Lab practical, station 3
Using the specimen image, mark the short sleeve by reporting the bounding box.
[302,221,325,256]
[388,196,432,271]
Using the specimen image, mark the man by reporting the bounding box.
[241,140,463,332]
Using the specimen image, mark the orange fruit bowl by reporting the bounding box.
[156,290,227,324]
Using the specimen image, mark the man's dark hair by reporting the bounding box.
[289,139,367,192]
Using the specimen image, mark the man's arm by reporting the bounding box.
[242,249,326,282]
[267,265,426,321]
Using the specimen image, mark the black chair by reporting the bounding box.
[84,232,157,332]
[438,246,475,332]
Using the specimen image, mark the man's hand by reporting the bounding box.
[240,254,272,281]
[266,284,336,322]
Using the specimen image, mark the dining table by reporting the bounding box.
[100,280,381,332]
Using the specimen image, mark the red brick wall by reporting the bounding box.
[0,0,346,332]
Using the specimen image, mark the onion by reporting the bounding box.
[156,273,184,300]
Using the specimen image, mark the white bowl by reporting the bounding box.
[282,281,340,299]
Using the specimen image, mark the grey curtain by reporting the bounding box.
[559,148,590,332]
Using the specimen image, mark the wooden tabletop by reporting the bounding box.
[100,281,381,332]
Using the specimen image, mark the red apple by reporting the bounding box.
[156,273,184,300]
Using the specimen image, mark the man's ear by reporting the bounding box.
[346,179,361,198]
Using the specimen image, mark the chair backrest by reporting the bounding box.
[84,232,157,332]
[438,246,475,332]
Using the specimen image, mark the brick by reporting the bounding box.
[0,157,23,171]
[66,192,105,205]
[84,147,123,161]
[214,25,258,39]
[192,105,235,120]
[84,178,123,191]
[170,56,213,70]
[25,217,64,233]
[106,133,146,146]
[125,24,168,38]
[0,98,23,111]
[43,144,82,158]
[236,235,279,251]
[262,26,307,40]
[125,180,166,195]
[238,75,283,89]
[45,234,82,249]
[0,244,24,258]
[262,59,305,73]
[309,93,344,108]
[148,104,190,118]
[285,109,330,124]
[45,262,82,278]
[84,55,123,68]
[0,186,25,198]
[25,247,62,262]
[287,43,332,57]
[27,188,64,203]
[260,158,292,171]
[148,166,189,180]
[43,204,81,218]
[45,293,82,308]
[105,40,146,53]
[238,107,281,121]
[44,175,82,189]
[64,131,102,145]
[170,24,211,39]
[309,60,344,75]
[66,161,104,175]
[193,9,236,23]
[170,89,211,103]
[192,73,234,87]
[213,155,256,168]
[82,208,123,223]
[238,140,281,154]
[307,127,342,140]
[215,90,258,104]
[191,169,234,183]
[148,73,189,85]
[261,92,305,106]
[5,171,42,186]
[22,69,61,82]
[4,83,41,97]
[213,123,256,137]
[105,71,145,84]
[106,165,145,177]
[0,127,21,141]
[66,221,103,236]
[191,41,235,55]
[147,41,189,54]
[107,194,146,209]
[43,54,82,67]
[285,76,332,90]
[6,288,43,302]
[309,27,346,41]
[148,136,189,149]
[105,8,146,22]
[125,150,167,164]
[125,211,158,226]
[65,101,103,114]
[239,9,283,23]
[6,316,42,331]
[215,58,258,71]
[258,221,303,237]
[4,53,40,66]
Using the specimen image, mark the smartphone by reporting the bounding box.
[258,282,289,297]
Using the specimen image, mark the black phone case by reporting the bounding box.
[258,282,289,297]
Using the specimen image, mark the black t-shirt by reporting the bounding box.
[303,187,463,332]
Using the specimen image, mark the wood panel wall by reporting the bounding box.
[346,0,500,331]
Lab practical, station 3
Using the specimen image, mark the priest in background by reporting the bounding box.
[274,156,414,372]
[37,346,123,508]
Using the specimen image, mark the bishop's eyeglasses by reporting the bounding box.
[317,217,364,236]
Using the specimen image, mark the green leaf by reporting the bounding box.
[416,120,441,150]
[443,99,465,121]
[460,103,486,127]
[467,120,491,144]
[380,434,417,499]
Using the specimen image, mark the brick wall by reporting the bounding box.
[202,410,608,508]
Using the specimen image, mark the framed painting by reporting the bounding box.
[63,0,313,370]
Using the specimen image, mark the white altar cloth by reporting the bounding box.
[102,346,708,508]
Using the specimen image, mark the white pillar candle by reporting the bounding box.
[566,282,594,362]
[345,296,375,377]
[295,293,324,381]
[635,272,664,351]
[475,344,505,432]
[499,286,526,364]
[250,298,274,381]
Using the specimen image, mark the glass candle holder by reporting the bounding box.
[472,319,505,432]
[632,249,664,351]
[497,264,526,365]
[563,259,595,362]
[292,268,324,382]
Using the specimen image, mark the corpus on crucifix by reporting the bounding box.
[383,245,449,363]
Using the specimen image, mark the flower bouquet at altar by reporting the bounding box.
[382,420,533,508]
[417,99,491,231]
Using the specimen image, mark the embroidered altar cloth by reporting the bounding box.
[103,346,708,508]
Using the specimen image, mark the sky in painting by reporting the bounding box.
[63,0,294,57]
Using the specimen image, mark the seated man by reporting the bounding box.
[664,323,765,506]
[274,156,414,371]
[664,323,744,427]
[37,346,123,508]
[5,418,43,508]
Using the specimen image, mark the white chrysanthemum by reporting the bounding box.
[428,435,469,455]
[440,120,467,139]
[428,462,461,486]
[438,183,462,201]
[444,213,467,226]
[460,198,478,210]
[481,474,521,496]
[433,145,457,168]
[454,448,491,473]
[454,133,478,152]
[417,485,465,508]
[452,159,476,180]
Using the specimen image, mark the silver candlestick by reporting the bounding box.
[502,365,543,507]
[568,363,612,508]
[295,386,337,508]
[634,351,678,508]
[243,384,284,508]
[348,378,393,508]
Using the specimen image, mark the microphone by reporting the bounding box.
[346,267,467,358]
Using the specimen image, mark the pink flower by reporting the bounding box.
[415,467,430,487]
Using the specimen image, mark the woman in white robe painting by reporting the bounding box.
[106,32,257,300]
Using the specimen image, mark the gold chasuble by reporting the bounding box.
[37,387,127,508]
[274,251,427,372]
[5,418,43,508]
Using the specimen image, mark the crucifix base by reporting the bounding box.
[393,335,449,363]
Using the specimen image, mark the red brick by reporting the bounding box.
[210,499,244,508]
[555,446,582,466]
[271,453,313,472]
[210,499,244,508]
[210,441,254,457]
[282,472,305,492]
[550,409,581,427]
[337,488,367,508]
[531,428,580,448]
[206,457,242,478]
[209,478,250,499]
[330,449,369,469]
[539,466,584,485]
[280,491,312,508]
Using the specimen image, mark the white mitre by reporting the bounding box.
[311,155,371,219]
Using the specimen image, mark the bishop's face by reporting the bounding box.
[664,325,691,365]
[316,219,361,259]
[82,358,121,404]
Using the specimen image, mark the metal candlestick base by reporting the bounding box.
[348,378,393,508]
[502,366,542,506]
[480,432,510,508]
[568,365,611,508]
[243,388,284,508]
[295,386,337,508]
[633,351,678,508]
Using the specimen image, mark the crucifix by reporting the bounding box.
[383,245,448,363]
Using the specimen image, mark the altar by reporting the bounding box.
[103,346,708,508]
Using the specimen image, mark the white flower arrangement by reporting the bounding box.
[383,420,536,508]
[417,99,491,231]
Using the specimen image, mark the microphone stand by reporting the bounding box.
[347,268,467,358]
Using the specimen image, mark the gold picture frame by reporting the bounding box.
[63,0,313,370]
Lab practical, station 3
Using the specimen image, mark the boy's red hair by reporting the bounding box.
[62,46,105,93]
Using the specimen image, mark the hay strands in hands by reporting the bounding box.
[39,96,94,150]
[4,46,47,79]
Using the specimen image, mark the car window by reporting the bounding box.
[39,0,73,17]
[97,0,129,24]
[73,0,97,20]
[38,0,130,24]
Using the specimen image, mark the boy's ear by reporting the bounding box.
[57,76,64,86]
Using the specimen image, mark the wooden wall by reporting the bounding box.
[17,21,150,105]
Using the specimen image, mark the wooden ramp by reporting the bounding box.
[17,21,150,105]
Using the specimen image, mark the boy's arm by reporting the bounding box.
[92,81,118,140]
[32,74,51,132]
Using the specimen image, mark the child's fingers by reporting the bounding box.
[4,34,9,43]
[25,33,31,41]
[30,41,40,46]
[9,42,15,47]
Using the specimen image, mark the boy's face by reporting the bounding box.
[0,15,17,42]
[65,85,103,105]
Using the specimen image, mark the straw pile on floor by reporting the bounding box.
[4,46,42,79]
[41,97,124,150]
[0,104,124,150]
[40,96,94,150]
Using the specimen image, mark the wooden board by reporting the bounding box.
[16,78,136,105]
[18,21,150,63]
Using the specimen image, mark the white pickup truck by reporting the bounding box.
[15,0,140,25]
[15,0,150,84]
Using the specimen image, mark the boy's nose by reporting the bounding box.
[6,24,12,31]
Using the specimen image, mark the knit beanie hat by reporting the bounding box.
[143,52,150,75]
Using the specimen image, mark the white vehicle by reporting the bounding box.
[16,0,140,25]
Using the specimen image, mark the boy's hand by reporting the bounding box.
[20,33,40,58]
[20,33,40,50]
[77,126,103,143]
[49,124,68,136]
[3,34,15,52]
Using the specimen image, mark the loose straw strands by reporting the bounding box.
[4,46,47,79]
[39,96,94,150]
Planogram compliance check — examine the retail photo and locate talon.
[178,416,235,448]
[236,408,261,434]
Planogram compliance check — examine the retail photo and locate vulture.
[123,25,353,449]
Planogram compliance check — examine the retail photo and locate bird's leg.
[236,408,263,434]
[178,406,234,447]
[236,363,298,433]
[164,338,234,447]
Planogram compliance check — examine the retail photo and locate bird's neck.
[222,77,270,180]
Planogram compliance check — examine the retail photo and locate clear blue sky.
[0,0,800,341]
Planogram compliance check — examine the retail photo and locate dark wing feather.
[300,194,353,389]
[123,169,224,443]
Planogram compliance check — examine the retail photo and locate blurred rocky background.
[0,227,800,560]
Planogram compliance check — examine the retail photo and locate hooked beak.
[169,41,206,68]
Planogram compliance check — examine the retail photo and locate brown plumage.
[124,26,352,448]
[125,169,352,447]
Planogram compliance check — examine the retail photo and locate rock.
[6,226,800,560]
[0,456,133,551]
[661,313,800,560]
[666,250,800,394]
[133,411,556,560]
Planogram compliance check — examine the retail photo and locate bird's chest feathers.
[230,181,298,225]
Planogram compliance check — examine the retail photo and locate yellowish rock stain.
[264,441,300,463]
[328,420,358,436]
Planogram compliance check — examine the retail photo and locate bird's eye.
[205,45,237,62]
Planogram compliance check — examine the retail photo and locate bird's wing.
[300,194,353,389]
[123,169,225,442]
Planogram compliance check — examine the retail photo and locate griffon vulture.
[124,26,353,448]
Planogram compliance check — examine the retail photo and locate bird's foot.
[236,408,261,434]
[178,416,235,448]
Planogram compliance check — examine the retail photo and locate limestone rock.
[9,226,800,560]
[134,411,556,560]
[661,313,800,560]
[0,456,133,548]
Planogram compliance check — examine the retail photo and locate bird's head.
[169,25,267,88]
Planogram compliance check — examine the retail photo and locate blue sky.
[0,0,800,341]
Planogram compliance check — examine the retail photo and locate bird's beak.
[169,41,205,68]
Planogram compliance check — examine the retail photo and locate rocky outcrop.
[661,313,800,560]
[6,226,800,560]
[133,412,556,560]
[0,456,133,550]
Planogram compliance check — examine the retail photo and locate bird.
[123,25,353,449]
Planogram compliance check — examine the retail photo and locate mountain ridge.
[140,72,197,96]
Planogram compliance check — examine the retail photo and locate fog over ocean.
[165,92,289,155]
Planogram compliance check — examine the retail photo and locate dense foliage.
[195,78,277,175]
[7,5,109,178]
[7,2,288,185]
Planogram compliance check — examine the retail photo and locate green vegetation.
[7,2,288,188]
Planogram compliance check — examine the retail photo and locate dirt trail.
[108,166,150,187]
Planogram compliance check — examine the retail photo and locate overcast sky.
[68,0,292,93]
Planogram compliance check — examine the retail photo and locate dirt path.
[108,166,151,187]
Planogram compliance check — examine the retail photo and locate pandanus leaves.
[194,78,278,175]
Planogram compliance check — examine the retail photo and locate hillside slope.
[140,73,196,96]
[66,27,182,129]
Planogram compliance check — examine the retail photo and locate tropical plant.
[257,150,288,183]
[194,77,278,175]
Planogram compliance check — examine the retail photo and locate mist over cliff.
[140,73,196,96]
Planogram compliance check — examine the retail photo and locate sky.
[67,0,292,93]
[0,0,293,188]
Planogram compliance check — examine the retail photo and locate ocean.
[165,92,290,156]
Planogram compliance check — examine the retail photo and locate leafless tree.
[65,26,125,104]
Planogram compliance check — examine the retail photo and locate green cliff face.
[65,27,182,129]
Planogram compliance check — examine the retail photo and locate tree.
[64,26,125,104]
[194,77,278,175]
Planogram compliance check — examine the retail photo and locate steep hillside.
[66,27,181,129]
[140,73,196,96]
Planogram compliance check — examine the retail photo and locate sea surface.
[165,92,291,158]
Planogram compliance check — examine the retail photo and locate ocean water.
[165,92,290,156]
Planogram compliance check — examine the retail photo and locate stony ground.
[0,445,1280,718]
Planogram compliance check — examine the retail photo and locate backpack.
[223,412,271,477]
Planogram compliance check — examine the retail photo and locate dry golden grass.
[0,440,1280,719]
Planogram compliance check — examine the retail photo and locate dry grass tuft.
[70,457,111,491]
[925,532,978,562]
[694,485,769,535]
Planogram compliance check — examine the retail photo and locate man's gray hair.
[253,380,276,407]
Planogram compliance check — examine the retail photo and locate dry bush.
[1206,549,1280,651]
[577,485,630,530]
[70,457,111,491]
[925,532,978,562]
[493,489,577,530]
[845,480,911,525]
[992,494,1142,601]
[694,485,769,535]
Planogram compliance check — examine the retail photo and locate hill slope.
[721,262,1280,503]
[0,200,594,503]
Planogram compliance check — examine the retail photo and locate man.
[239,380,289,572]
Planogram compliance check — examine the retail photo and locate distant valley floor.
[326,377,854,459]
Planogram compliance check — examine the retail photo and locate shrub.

:: Task to carry out ::
Print the stretch of material from the line containing "Using the specimen image, mark the straw" through the line containing "[6,24,12,31]", both ends included, reproducing each line exactly.

:: Answer to the problem ::
Using the specimen image, mark the straw pile on floor by reporting the bounding box.
[4,46,42,79]
[41,97,124,150]
[0,104,124,150]
[40,96,94,150]
Using the specimen image, mark the wooden board by reporting the bounding box.
[16,78,136,105]
[18,21,150,63]
Using the specimen image, mark the white pickup truck by reporting the bounding box.
[15,0,140,25]
[15,0,150,84]
Using the specimen image, mark the boy's nose by reporting the bounding box.
[6,24,12,31]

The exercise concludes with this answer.